◆ WORK ORDER: Quote each of the rows below verbatim, with no changes.

(Segmentation mask rows)
####

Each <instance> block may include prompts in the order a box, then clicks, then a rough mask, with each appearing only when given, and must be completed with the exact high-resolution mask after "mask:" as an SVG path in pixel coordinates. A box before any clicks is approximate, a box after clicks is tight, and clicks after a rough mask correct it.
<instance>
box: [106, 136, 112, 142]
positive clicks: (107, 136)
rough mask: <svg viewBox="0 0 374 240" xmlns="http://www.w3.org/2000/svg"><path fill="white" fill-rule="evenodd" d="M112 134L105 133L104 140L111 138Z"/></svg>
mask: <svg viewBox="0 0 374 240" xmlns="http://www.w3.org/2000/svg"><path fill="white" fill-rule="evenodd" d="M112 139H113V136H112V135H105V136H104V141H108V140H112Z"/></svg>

####

◆ EXPECTED ANSWER:
Each <instance> block may include prompts in the order a box, then clicks, then a rough mask, with each appearing only when given, and must be completed with the exact high-resolution mask after "mask:" as an SVG path in pixel coordinates. A box before any clicks is approximate, a box after clicks is tight, and clicks after a rough mask correct it.
<instance>
box: [106, 136, 112, 142]
positive clicks: (107, 136)
rough mask: <svg viewBox="0 0 374 240" xmlns="http://www.w3.org/2000/svg"><path fill="white" fill-rule="evenodd" d="M112 134L105 133L104 140L111 138Z"/></svg>
mask: <svg viewBox="0 0 374 240" xmlns="http://www.w3.org/2000/svg"><path fill="white" fill-rule="evenodd" d="M112 139H113V136H112V135H105V136H104V141H108V140H112Z"/></svg>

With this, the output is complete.